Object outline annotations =
┄┄┄┄┄┄

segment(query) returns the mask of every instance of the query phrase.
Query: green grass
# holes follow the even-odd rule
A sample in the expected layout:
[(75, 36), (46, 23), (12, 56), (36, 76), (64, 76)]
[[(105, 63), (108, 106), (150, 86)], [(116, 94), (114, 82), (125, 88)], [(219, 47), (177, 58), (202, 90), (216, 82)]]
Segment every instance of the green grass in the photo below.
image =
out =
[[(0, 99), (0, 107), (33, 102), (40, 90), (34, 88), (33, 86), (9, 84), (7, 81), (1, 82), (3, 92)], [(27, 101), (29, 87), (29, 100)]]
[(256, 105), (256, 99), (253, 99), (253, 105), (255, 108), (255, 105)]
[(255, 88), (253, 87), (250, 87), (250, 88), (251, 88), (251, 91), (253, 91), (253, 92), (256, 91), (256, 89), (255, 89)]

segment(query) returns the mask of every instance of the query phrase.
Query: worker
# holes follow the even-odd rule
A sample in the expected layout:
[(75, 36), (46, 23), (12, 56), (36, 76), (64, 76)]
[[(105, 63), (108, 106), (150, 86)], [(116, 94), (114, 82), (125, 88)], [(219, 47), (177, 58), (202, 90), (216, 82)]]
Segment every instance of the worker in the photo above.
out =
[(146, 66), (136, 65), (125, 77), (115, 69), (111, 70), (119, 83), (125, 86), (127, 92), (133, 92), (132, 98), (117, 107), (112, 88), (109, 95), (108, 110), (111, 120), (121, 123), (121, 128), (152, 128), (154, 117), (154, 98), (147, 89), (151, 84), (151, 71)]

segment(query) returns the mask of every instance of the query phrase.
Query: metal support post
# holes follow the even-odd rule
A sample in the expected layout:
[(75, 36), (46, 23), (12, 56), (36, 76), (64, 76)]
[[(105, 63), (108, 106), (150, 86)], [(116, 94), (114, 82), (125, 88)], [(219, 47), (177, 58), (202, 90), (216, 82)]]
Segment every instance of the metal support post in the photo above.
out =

┄┄┄┄┄┄

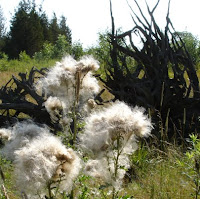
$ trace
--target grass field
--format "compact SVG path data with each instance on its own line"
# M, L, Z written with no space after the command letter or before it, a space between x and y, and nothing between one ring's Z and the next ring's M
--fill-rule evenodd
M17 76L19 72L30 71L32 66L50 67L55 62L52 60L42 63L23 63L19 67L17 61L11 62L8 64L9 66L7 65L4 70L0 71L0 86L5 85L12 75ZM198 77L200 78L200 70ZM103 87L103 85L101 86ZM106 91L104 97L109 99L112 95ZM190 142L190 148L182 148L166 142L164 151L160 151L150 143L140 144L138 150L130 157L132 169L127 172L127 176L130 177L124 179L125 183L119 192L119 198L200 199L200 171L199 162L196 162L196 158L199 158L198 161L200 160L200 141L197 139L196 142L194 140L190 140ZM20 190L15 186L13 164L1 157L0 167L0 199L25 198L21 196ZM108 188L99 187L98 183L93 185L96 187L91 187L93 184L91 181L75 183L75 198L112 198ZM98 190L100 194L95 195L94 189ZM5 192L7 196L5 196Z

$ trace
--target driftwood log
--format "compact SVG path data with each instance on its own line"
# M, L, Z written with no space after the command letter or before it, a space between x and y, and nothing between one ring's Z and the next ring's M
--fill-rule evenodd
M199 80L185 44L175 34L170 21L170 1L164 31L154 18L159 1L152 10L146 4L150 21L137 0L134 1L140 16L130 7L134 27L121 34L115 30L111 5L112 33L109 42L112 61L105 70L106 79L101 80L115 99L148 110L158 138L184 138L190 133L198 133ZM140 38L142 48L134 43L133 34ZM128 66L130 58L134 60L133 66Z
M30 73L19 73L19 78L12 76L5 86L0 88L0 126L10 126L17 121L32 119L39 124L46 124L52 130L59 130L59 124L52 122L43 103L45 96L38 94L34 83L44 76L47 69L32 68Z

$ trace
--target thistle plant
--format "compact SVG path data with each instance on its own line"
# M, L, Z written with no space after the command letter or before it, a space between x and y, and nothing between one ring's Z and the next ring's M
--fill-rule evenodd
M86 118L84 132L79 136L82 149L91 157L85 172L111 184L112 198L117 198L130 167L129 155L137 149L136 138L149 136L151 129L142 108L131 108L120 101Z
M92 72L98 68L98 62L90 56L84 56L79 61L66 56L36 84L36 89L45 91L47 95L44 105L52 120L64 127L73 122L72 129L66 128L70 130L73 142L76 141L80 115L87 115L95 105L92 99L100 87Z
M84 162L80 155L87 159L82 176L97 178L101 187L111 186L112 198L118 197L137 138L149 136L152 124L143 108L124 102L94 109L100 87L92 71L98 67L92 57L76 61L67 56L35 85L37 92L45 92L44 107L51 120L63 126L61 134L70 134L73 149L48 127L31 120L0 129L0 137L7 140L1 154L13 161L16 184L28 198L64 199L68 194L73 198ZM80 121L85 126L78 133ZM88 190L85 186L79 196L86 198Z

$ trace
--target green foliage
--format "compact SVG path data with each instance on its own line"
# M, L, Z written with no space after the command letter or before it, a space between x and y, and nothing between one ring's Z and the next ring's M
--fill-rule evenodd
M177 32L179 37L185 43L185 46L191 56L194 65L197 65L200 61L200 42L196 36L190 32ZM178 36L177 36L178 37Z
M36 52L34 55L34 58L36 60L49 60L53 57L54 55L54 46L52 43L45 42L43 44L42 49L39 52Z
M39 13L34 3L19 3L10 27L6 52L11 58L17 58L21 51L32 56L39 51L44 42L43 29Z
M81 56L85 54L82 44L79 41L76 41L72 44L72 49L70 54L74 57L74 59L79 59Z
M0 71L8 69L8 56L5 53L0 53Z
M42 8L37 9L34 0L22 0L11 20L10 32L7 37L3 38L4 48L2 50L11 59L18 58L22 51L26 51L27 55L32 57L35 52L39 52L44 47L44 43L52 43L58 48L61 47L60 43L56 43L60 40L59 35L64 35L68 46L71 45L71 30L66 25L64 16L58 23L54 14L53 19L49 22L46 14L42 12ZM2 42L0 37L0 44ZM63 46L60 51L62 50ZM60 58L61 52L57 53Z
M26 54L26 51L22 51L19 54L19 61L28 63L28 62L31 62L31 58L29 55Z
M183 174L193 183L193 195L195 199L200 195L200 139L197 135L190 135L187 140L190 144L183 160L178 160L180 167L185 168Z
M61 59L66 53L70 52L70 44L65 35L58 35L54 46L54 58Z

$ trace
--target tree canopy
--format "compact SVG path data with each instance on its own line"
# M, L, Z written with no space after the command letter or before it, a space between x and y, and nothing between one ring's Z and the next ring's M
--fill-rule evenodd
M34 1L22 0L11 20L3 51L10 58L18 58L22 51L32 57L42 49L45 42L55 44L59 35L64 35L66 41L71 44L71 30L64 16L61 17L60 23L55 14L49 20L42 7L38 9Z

┄┄┄┄┄┄

To be done =
Find every line in the items above that contains the word "photo" and copy each of those lines in full.

The response =
Segment every instance of the green grass in the photo below.
Segment every instance of the worker in the photo above.
Segment every instance of the metal support post in the photo above.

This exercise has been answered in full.